━━━ SUPPLIED RECORDS
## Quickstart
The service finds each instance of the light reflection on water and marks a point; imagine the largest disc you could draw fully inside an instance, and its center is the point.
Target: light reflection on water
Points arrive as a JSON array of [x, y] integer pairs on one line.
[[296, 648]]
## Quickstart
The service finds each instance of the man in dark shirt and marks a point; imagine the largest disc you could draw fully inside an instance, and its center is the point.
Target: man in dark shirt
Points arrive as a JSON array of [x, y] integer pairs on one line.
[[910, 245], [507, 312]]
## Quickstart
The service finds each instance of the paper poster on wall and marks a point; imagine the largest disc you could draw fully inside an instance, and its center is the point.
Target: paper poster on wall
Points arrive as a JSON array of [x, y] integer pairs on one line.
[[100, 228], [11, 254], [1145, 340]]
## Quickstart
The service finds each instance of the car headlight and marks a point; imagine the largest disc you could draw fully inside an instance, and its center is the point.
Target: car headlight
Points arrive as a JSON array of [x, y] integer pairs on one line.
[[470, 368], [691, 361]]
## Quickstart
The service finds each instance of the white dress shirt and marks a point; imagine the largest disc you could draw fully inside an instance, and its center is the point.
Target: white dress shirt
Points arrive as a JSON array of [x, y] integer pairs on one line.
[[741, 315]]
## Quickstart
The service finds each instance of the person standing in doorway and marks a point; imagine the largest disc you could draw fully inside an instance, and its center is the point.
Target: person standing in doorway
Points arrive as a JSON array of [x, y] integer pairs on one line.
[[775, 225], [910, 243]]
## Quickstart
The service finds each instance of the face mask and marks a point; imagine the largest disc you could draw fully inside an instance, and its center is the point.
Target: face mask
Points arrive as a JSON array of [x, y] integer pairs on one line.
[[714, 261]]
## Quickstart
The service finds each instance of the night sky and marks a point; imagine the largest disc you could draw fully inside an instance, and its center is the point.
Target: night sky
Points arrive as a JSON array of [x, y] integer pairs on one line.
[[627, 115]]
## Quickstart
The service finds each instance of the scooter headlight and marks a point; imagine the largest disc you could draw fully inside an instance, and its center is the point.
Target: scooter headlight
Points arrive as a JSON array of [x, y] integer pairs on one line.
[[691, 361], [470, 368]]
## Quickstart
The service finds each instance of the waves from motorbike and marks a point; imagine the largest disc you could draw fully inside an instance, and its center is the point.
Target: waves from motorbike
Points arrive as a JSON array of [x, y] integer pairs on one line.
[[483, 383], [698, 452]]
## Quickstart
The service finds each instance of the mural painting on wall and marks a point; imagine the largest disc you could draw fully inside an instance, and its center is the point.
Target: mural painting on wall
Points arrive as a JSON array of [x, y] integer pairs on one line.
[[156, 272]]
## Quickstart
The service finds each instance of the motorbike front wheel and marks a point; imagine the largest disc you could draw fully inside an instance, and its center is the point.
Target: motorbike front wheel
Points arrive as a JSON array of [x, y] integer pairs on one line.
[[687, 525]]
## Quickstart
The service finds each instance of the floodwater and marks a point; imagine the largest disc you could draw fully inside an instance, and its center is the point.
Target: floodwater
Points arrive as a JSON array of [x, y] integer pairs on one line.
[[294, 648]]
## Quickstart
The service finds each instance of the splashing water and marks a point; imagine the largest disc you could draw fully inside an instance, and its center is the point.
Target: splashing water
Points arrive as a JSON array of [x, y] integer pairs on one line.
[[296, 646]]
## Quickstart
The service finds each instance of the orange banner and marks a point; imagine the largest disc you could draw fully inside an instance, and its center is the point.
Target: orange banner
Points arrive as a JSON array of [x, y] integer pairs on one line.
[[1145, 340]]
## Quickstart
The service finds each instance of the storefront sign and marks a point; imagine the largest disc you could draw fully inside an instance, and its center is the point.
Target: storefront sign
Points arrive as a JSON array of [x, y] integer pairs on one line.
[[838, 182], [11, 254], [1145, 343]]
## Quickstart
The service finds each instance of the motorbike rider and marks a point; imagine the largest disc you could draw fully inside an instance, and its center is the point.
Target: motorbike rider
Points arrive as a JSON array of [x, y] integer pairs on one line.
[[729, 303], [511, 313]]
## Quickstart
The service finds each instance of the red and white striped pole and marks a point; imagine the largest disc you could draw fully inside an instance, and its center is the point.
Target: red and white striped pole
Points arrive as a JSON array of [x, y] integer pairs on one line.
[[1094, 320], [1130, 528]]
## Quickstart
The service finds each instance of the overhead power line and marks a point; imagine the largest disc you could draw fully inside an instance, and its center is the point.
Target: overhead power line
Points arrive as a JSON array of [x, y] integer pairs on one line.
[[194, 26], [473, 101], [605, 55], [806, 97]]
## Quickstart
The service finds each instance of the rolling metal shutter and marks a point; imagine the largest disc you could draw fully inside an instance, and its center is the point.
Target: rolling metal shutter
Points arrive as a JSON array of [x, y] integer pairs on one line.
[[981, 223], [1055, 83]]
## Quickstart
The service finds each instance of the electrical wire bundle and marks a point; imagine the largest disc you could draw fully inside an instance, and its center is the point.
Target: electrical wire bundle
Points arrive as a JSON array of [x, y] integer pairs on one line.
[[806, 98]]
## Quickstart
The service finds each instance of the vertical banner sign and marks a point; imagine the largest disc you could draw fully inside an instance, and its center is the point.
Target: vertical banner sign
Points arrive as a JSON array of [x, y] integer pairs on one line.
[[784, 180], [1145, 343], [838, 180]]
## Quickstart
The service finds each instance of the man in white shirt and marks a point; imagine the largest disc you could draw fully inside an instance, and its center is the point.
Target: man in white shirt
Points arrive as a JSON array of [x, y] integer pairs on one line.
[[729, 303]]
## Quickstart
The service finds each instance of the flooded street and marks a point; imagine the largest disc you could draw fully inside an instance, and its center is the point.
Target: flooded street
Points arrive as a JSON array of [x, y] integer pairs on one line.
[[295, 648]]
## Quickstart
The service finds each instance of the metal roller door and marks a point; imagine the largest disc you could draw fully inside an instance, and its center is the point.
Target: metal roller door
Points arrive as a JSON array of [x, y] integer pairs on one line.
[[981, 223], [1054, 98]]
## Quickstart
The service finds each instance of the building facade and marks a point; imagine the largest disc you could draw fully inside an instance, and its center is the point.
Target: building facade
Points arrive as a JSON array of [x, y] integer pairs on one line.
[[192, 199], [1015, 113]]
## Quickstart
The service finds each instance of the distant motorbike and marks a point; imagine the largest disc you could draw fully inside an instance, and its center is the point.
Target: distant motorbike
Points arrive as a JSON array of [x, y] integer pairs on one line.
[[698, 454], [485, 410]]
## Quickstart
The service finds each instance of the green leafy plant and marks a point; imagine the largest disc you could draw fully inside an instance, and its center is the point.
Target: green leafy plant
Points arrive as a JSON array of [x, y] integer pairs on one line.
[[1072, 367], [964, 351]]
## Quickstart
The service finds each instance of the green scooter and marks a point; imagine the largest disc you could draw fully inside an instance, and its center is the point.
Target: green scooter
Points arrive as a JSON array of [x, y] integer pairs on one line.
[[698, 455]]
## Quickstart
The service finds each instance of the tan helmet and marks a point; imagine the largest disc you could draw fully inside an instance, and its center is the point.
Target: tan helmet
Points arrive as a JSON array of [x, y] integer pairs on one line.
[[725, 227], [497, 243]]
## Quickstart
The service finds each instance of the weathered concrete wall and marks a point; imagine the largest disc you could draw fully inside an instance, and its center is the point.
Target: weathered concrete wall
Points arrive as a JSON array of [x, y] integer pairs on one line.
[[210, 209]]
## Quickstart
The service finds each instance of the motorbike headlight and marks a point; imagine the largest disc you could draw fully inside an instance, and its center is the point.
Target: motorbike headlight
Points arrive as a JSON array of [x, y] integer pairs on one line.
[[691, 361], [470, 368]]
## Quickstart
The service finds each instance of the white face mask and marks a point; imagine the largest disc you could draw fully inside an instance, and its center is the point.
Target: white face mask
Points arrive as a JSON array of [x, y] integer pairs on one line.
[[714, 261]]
━━━━━━
━━━ SUPPLIED RECORDS
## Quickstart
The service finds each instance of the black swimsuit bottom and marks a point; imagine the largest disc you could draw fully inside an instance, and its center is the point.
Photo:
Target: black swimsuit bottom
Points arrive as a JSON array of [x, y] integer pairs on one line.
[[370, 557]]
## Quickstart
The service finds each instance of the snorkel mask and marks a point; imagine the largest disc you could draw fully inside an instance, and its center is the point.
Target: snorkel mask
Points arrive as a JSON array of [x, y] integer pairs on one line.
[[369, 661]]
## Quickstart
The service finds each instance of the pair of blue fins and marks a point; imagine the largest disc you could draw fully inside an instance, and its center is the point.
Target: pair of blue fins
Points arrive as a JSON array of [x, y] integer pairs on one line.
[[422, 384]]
━━━━━━
━━━ SUPPLIED RECORDS
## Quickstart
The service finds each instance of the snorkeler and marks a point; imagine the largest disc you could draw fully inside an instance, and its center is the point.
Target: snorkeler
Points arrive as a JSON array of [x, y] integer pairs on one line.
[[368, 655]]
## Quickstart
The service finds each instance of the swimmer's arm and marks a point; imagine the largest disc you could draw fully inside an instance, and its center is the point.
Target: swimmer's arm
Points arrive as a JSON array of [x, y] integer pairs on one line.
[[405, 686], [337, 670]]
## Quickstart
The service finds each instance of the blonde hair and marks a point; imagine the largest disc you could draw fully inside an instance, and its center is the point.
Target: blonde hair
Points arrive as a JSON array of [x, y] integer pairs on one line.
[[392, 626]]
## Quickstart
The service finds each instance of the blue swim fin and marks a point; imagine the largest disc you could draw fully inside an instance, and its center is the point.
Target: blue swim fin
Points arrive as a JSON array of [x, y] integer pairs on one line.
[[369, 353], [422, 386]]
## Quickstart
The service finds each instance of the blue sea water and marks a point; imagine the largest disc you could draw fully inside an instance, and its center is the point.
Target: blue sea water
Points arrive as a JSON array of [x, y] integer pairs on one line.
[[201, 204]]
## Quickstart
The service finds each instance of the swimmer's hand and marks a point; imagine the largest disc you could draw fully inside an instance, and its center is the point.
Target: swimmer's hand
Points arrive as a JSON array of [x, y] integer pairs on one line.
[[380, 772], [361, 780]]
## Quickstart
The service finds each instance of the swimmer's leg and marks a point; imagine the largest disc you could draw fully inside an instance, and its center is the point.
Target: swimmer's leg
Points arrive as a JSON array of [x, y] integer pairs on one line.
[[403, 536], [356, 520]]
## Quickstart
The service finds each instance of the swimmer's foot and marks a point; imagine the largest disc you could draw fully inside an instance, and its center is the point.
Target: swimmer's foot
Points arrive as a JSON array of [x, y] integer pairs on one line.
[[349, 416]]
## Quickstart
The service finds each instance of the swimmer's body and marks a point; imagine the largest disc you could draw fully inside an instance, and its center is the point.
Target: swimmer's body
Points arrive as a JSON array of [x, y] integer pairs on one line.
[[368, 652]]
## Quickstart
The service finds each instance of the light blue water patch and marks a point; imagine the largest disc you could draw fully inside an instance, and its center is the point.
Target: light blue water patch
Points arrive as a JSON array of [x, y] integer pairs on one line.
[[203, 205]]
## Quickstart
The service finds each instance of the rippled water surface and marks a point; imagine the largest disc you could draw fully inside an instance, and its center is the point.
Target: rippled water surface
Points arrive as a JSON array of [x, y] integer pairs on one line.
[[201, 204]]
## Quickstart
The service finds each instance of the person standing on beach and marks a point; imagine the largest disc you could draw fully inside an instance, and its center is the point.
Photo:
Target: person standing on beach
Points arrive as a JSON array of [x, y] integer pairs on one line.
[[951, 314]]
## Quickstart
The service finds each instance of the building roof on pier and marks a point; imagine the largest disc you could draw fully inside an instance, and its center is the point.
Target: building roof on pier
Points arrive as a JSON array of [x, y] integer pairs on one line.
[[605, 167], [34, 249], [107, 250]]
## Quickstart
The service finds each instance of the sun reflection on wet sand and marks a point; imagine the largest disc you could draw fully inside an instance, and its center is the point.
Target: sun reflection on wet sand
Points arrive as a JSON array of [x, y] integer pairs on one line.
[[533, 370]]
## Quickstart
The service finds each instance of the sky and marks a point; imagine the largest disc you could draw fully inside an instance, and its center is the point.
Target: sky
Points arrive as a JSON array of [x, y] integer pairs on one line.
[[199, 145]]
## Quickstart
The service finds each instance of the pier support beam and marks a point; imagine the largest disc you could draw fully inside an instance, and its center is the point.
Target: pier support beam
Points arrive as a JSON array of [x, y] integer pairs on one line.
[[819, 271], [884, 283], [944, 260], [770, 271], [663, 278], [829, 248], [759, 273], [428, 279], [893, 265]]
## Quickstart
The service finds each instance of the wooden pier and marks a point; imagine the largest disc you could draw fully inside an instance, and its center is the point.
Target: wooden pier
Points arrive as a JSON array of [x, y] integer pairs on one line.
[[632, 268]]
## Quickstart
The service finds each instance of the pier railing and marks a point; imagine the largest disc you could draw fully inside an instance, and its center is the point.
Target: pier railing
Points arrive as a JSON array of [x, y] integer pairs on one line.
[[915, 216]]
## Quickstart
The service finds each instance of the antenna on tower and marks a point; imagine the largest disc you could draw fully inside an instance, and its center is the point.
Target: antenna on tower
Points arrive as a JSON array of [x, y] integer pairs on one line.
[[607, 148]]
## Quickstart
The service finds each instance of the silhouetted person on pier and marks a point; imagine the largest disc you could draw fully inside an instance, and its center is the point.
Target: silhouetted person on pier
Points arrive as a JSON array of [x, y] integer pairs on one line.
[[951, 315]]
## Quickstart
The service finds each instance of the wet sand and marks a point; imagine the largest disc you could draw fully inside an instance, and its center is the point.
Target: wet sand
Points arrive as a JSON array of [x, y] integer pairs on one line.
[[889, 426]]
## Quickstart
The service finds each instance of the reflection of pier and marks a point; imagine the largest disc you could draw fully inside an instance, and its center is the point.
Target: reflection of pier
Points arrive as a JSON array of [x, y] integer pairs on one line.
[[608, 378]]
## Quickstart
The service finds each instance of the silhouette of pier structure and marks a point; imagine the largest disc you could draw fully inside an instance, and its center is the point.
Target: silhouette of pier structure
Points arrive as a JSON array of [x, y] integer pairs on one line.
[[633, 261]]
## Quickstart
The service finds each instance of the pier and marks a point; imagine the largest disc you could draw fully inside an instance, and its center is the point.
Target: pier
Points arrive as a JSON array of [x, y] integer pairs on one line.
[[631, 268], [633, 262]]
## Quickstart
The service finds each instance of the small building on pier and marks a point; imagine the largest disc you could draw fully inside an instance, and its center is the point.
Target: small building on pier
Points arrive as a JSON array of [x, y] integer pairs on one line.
━━━━━━
INSTRUCTIONS TO FOLLOW —
How many lines in the records hold the string "green"? Reply with the number alone.

WRITTEN RESPONSE —
4